EXERCISE DIRECTIONS | Could the listing below be returned exactly, with its pictures left out?

***** INPUT FOR THIS TASK

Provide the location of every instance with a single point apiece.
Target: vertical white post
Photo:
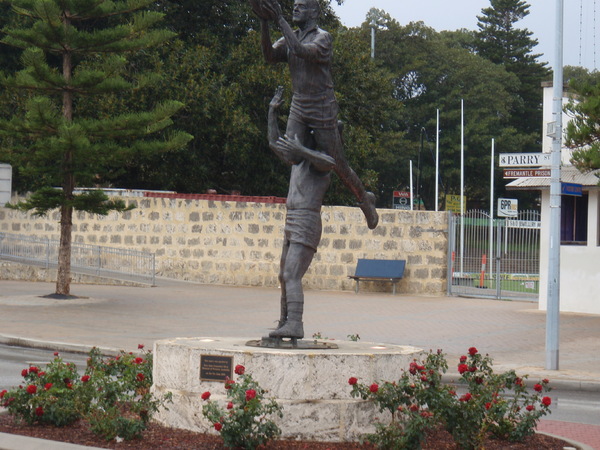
(462, 185)
(553, 306)
(437, 160)
(491, 233)
(373, 24)
(411, 194)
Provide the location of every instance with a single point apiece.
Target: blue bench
(379, 270)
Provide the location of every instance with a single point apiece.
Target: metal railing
(498, 258)
(108, 262)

**********

ANSWER AREA |
Provide the location of every instance with a single point apiece.
Target: vertical white post
Photo:
(462, 185)
(553, 306)
(437, 160)
(491, 233)
(373, 24)
(411, 194)
Provide the location of every instance with a single point apiece.
Target: blue bench
(379, 270)
Provide the location of every instance with a single point apiece.
Target: metal railing
(498, 258)
(108, 262)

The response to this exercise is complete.